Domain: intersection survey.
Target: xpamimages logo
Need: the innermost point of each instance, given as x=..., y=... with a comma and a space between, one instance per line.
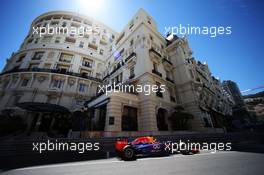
x=211, y=31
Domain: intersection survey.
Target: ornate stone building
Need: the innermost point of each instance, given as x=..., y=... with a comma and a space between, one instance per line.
x=66, y=70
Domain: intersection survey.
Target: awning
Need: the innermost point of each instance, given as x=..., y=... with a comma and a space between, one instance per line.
x=43, y=107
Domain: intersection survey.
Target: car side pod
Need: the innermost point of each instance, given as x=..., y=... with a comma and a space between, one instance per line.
x=128, y=153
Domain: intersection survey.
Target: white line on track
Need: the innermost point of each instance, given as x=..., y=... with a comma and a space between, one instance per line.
x=114, y=160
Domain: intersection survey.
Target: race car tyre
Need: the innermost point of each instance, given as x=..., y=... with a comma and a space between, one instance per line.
x=128, y=153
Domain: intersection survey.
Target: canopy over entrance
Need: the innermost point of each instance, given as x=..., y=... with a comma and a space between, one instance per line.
x=43, y=107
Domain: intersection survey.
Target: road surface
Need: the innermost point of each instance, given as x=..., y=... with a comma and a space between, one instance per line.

» Directions:
Omit all pictures while transcribing the entries verbatim.

» Task output:
Domain: intersection survey.
Target: xpamimages logo
Need: the innermost point of each instance, given as x=..., y=... with a comma and a space between, one instance per line.
x=211, y=31
Domain: intersection survey.
Target: ornate stone building
Need: the innermost point of each instance, given as x=..., y=... with a comma and a space between, one instance per line.
x=66, y=70
Domain: intersection survey.
Target: awning
Need: the innermost point of each instance, given as x=..., y=... with a comma and a space between, one instance per line.
x=43, y=107
Domain: intersection survey.
Target: car side pod
Need: the innermost point of each instance, given as x=..., y=... with a comma and a space between, one instance per line.
x=128, y=153
Domain: intersection survey.
Target: white line on track
Need: the innermost point of each instance, given as x=..., y=... with a comma and a space between, one instance per line.
x=114, y=160
Domain: intersection survey.
Target: race car tyre
Need: the innermost point of each instance, given as x=..., y=... with a comma and a space between, one instance per line.
x=128, y=153
Domain: intersection survey.
Target: canopy over entrance
Need: the innermost point of each instance, given as x=..., y=... with a comma and a space between, one instance per line.
x=43, y=107
Domain: intersection survey.
Target: road surface
Need: the innermost point of each instance, given as x=..., y=... with a comma and a space between, one instance per line.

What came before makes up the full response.